[Supplied entries Boundary: Start]

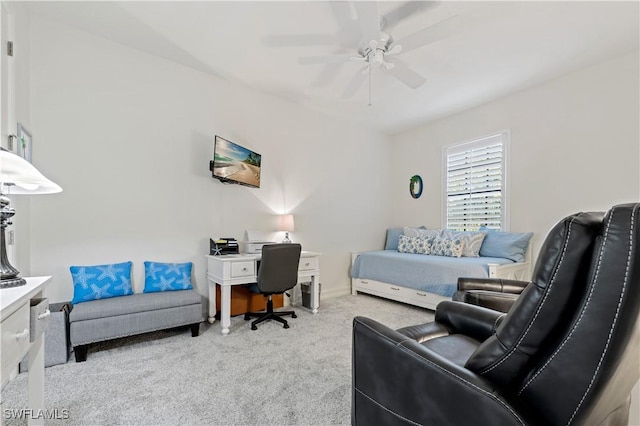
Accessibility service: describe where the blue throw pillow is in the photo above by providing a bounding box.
[143,261,193,293]
[479,231,533,262]
[70,261,133,304]
[384,228,404,250]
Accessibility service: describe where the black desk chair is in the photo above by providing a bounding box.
[245,243,302,330]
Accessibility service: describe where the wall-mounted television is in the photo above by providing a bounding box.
[209,135,261,188]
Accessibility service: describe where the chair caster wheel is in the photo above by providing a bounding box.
[284,323,290,329]
[292,313,297,318]
[251,325,257,330]
[244,314,250,321]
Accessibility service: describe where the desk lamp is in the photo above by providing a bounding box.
[278,214,294,244]
[0,147,62,289]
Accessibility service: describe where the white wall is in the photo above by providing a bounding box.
[390,51,640,256]
[27,16,391,303]
[1,2,32,278]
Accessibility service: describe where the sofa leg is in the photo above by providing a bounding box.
[191,323,200,337]
[74,345,88,362]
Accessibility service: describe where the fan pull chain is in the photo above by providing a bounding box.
[368,65,372,107]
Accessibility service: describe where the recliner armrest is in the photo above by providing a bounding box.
[435,301,505,341]
[453,289,520,313]
[396,301,504,343]
[457,277,529,294]
[352,316,523,426]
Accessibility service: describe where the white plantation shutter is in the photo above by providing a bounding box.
[445,133,508,231]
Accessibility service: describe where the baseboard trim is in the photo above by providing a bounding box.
[321,286,351,300]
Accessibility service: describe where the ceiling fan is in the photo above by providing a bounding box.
[264,1,460,105]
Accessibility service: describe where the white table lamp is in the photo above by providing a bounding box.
[1,147,62,288]
[278,214,295,243]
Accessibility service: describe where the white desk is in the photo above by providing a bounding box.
[206,251,321,335]
[1,276,51,426]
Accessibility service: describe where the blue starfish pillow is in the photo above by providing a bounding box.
[70,261,133,304]
[143,261,193,293]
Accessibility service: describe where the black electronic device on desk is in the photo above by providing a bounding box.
[210,238,239,256]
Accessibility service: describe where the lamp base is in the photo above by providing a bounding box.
[1,276,26,289]
[1,194,26,289]
[282,232,292,244]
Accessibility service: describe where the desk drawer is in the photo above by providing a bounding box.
[29,298,50,342]
[1,302,30,386]
[299,257,317,271]
[231,261,255,278]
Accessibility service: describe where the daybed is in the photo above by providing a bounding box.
[351,227,533,310]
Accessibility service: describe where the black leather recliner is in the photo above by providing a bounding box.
[452,277,528,313]
[352,203,640,425]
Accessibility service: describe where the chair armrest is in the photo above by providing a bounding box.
[352,316,523,426]
[457,277,528,294]
[396,301,504,342]
[435,301,506,341]
[453,290,520,313]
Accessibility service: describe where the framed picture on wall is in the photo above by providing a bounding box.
[17,123,32,163]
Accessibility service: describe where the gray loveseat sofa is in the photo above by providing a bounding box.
[69,289,203,362]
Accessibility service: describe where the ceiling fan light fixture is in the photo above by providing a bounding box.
[373,49,384,64]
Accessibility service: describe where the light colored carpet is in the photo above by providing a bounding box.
[1,294,434,426]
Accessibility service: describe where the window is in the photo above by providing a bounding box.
[443,132,508,231]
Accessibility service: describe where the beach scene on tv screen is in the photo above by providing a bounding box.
[213,137,261,187]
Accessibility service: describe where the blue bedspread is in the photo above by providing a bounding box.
[351,251,514,297]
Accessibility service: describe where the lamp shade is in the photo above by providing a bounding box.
[0,148,62,194]
[278,214,295,232]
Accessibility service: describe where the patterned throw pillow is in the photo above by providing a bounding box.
[398,235,433,255]
[70,261,133,304]
[403,227,441,239]
[398,235,418,254]
[441,230,488,257]
[429,236,464,258]
[143,261,193,293]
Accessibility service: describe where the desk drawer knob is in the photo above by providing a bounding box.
[15,328,29,342]
[242,267,247,271]
[37,309,51,320]
[305,262,310,267]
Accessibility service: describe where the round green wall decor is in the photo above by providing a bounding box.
[410,175,423,199]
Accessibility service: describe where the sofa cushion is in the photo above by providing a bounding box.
[479,230,533,262]
[143,261,193,293]
[69,290,202,322]
[70,261,133,304]
[384,228,404,250]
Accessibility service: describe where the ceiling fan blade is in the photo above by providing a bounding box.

[Supplied entries Boundary: End]

*Work to be completed*. Output the data verbatim, images excluded.

*Result below*.
Accessibility service: describe where the blue throw pillow is in the photo above by providing a bounding box.
[143,261,193,293]
[479,231,533,262]
[70,261,133,304]
[384,228,404,250]
Accessibility service: describe where the black desk chair is in the photo above by providing a bounding box.
[245,243,302,330]
Accessibility service: describe where the wall-mounted television is in the photo above by providing a bounding box.
[209,135,261,188]
Accessibility service: describe where the chair caster wheel is in the photo above by providing a bounding box.
[284,323,290,329]
[292,313,297,318]
[251,325,257,330]
[244,314,250,321]
Accessibility service: describe where the desk lamp is in the photo above by providing a bounding box.
[278,214,294,244]
[0,147,62,289]
Accessibility service: describe where the white wall is in the photo above by providing a bounding box.
[390,51,640,256]
[27,16,391,303]
[1,2,32,278]
Accessibility service: describe where the sofa leg is in the photo above by providing a bounding box.
[191,323,200,337]
[74,345,88,362]
Accessibility service: describe where the fan pull chain is in the photo above by providing a bounding box.
[368,65,372,107]
Accessibility service: describe where the recliner armrest is in the photo above by providing a bounding box.
[435,301,505,341]
[453,289,520,313]
[396,301,504,343]
[457,277,529,294]
[352,316,523,426]
Accessibility service: describe where the white plantation shutter is in the photo above by providing a bounding box.
[445,133,508,231]
Accessibility service: describe where the baseboard trim is in the photo above by providing a bounding box.
[321,286,351,300]
Accessibility service: describe where the ceiling fan is in the photo above by providing a bounding box.
[264,1,460,105]
Accessibility service: describe where the white table lamp is in the photo above by providing a bounding box.
[1,147,62,288]
[278,214,295,243]
Accessibility service: describe where the white desk is in the photo above by providing a bounding box.
[206,251,321,335]
[1,276,51,426]
Accessibility service: describe where the blue starfish pillow is in the photo above by providing a bounding box.
[70,261,133,304]
[143,261,193,293]
Accessibility service: describe where the black electronic device on desk is in the photo above by providing a bounding box.
[210,238,239,256]
Accessibility service: describe where the lamp base is in the photo above by providing a bounding box.
[1,276,26,289]
[1,194,26,289]
[282,232,292,244]
Accessibility service: describe where the desk drawer is in the photo above by providing a bounding box.
[29,298,50,342]
[1,302,30,386]
[299,257,317,271]
[231,261,255,278]
Accessibility service: describe where the daybed is in the photo above by providing a bounding box.
[351,227,533,310]
Accessibility service: describe where the black leather recliner is in the photo above by providing a bounding box.
[452,277,528,313]
[352,203,640,425]
Accessibility service: describe where the chair armrest is in the photo above by providing a bounding box.
[352,316,523,426]
[457,277,528,294]
[396,301,504,342]
[435,301,506,341]
[453,290,520,313]
Accessibility service: describe where the framed picture on wall is in the photo above by providing a bounding box.
[17,123,32,163]
Accessibility service: describe where the gray loveseat sofa is in the photo above by providing a bounding box.
[69,289,203,362]
Accessibility service: describe where the ceiling fan light fixture is in the photo above by providing a bounding box.
[373,49,384,64]
Accessibility service: describe where the light colored carpet is in the photo above by providing a bounding box.
[1,294,434,426]
Accessibility service: describe where the window is in the photo above by providing a bounding box.
[443,132,508,231]
Accessibility service: describe where the beach scene on tv screen is in the photo above by providing a bounding box.
[213,137,261,187]
Accessibility service: describe where the blue bedspread is in the photo above by providing a bounding box.
[351,251,514,297]
Accessibility service: describe where the lamp shade is in the photo above by providing a bounding box.
[0,148,62,194]
[278,214,295,232]
Accessibility service: describe where the patterned throw pillow is in the photo above by providing a bounding box.
[398,235,433,255]
[70,261,133,304]
[403,227,441,239]
[398,235,418,254]
[441,230,488,257]
[429,236,464,258]
[143,261,193,293]
Accessibility service: describe where the desk drawer knob is in the photo above by providing a bounding box.
[15,328,29,342]
[242,267,247,271]
[37,309,51,320]
[305,262,310,267]
Accessibility service: describe where the round green wall decor is in the photo above by providing a bounding box.
[410,175,423,199]
Accessibility service: describe where the sofa cushion is in the photo above by providing a bounding box.
[479,230,533,262]
[143,261,193,293]
[69,290,202,322]
[70,261,133,304]
[384,228,404,250]
Accessibility service: describe where the ceiling fan blade is in the photo above by providing a bounding box.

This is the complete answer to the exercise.